The input:
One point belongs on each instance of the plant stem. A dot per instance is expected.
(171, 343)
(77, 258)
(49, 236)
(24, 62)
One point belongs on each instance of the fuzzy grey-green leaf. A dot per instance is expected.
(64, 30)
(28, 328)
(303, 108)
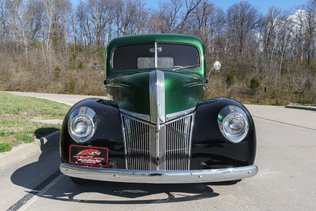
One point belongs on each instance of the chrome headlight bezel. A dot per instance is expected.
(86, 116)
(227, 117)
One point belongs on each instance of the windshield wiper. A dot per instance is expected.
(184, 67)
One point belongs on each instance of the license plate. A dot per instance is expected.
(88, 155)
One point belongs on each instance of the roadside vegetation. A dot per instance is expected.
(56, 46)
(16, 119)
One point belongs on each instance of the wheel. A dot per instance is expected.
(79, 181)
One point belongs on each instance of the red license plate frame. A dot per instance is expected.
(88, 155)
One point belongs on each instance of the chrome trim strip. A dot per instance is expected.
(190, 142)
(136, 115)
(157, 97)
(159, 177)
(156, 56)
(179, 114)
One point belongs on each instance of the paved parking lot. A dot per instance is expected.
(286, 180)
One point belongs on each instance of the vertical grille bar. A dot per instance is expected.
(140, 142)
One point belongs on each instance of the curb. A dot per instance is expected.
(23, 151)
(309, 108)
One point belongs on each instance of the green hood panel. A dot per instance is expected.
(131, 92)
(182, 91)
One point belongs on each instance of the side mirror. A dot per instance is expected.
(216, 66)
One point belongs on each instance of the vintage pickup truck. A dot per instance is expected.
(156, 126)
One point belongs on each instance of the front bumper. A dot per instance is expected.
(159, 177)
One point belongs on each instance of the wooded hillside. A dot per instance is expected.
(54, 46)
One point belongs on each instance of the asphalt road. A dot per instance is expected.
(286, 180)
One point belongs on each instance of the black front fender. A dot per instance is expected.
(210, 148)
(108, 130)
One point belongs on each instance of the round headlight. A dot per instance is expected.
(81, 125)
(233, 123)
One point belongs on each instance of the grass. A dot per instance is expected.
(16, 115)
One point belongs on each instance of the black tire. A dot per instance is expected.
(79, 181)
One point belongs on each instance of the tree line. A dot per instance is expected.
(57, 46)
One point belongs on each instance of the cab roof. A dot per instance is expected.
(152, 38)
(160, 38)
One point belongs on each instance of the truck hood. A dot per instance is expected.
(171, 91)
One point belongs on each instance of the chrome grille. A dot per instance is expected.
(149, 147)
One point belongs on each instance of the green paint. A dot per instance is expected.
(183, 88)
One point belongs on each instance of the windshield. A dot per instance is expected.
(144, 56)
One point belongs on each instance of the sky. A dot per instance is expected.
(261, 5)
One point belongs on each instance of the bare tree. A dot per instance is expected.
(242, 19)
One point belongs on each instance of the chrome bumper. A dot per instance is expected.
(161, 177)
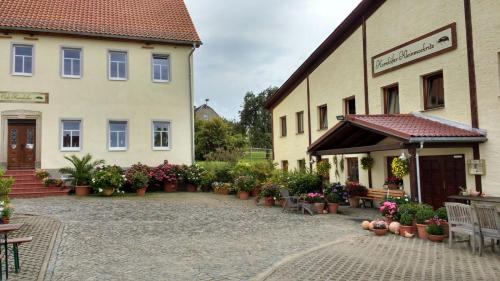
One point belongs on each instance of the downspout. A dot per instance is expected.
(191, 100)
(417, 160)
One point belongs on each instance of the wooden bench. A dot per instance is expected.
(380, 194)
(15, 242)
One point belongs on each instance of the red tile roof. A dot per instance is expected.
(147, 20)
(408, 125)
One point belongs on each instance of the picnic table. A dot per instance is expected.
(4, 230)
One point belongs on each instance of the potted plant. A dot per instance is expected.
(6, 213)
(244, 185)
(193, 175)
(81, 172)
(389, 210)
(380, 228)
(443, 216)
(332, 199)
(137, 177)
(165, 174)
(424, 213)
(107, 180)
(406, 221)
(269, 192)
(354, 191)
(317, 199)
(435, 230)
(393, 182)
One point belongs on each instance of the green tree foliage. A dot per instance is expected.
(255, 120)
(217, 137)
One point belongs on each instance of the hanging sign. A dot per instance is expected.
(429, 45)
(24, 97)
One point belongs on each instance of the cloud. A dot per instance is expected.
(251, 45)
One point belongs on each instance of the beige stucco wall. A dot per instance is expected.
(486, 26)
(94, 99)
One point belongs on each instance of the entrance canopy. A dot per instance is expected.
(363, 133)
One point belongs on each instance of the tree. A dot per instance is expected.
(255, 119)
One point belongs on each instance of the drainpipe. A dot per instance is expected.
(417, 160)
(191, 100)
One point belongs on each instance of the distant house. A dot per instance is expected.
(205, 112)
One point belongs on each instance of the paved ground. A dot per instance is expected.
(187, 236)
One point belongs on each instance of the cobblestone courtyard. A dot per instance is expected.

Work to complete: Write the material out again exactly as it appears, dropping the pictures.

Written response:
One point belongs on each instance of the plant stem. A dot per instance is expected.
(171, 343)
(77, 258)
(49, 236)
(24, 62)
One point belongs on each instance of the fuzzy grey-green leaf. A dot per instance is expected.
(64, 30)
(28, 328)
(303, 108)
One point belongs on each instance of the chrome headlight bezel. A dot per instance is expected.
(86, 116)
(227, 117)
One point belongs on each instance of the windshield wiper. A dot per instance is expected.
(184, 67)
One point belongs on each instance of the license plate. A dot per instance is expected.
(88, 155)
One point belongs on each instance of the roadside vegetation. A dot per instance is expected.
(56, 46)
(16, 119)
One point belongs on each instance of the wheel. A dot per instance is expected.
(79, 181)
One point belongs on each instance of the red license plate frame. A dot per instance is expected.
(88, 155)
One point belongs on each instance of the chrome trim strip. A dot per instance is expected.
(190, 142)
(136, 115)
(157, 97)
(159, 177)
(156, 56)
(179, 114)
One point belongs on each instance of the paved parking lot. A dot per instance is expected.
(286, 180)
One point belongs on each instance of the vertical grille bar. A dot per instance is expected.
(140, 142)
One point belongs on each instance of the curb. A dot per instance is expected.
(23, 151)
(309, 108)
One point belongs on each instance of the green hood panel. A dot per instance is expected.
(131, 92)
(182, 91)
One point belongs on each instance of the side mirror. A dot per instance is expected.
(216, 66)
One point belongs on each instance of the vintage pickup truck. A dot per instance is expected.
(156, 126)
One point belongs on each instance of the front bumper. A dot per instance is expected.
(159, 177)
One point belongs on each instance of the wooded hillside. A dot per instance is expected.
(54, 46)
One point belongs on each instance of the asphalt road. A dot per instance is expected.
(286, 180)
One point belongs on each instance of the black front fender. A dot per instance is expected.
(210, 148)
(108, 130)
One point belongs on each instance of the round headlight. A dot per instance is expected.
(81, 125)
(233, 123)
One point belongs on each instance of the grass. A dot per instance is expected.
(16, 115)
One point belongs on each instance of the black tire. A dot per instance is expected.
(79, 181)
One point belongs on each instance of the tree line. A dot per instance is expected.
(57, 46)
One point belongs on each instance of the cab roof. A dot per instance is expected.
(152, 38)
(160, 38)
One point belongs on each instance of the truck hood. A dot per instance is expected.
(171, 91)
One point belongs on each instance of the chrome grille. A dot per instance is expected.
(149, 147)
One point belongs on each instance of the green paint. A dot per instance is expected.
(183, 88)
One point belongs on each instance of the windshield. A dot per instance is expected.
(144, 56)
One point belongs on each instance of the sky. A dot per instance is expected.
(261, 5)
One point belongs on each instance of the bare tree. A dot per instance is expected.
(242, 19)
One point belongs on each instance of the chrome bumper. A dot per instance is expected.
(161, 177)
One point belongs on each instance of the downspout. A dot per instance is expected.
(191, 100)
(417, 160)
One point belongs on each instance of the wooden bench. A dot per instance is expected.
(380, 194)
(15, 242)
One point belongs on each instance of the red tile roof. A dot per instance is expected.
(147, 20)
(408, 125)
One point belongs on each instance of the picnic table. A dot per instance is expected.
(4, 230)
One point belongs on each instance of the potted plant. A dot per instance is expected.
(6, 213)
(244, 185)
(193, 175)
(81, 172)
(389, 210)
(380, 228)
(443, 216)
(332, 199)
(137, 177)
(165, 174)
(424, 213)
(107, 180)
(406, 221)
(269, 192)
(354, 191)
(317, 199)
(435, 230)
(393, 182)
One point belongs on each instance of the green tree foliage. A dot per instance is expected.
(255, 120)
(217, 137)
One point belongs on each instance of the hanging sign. A dot per instance is expected.
(429, 45)
(24, 97)
One point belongs on each instance of the cloud. A dot per instance is expected.
(251, 45)
One point belongs on each instance of the beige stucco wall. A dot per instance is expected.
(486, 26)
(94, 99)
One point belongs on each instance of the entrance canopy. A dot per instance is expected.
(363, 133)
One point belongs on each instance of the tree. A dot per instance is expected.
(255, 119)
One point belongs on each instance of the drainpipe. A dot per instance is expected.
(417, 160)
(191, 100)
One point belongs on each instance of the distant house. A dot per instance is expected.
(205, 112)
One point belongs on each instance of the paved ground. A dot per instance is expected.
(187, 236)
One point belongs on each instance of the cobblestone courtyard. A dot per instance is expected.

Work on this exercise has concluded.